── Given data
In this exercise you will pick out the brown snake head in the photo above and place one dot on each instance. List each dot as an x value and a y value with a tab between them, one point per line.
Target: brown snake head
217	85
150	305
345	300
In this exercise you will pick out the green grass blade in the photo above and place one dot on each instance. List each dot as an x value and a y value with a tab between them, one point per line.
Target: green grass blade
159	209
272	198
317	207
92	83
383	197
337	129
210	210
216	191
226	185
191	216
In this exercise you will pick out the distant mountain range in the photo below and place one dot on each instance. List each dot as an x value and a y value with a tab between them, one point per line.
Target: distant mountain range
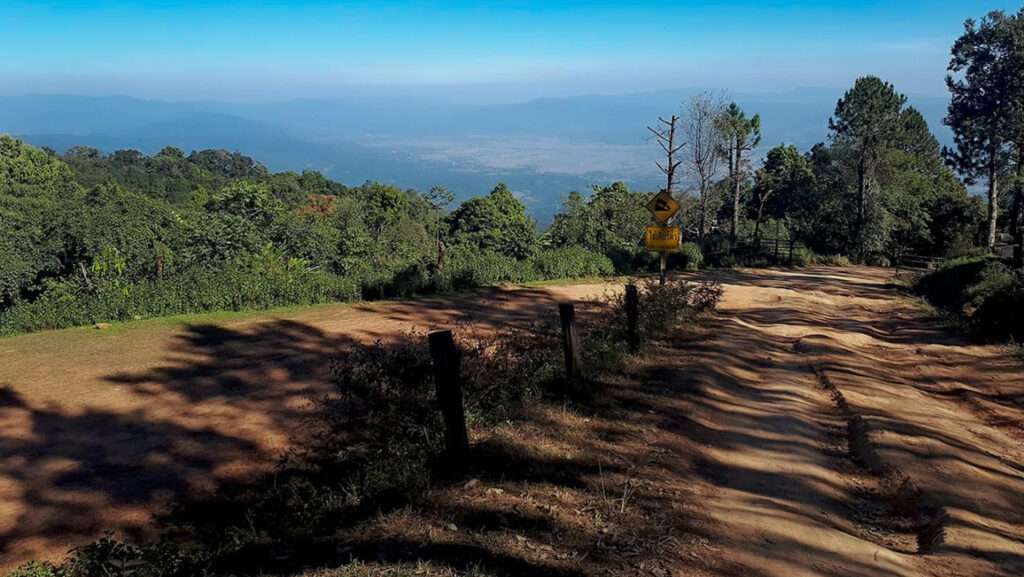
────
# Activity:
Each record should be quoted exactly, with the images omitted.

# Exercise response:
In this exercise you will pick out the brown snake head in the photo above and place one dot on each instance. List each dot as an x value and a y value with a tab between them, one point per line.
Target: brown snake head
217	85
150	305
345	300
In this exercise you will pick out the green grass blade in the photo above and place one dot on each instance. List each dot as an x value and a y value with a tab between them, one point per line.
Target: green grass blade
159	209
272	198
317	207
92	83
383	197
337	129
210	210
216	191
226	185
191	216
In this exercise you will pick out the distant mountain range in the photo below and place one dot on each instance. List each dot as an x value and a y value with a tab between them, one point per line.
Target: distant mountain range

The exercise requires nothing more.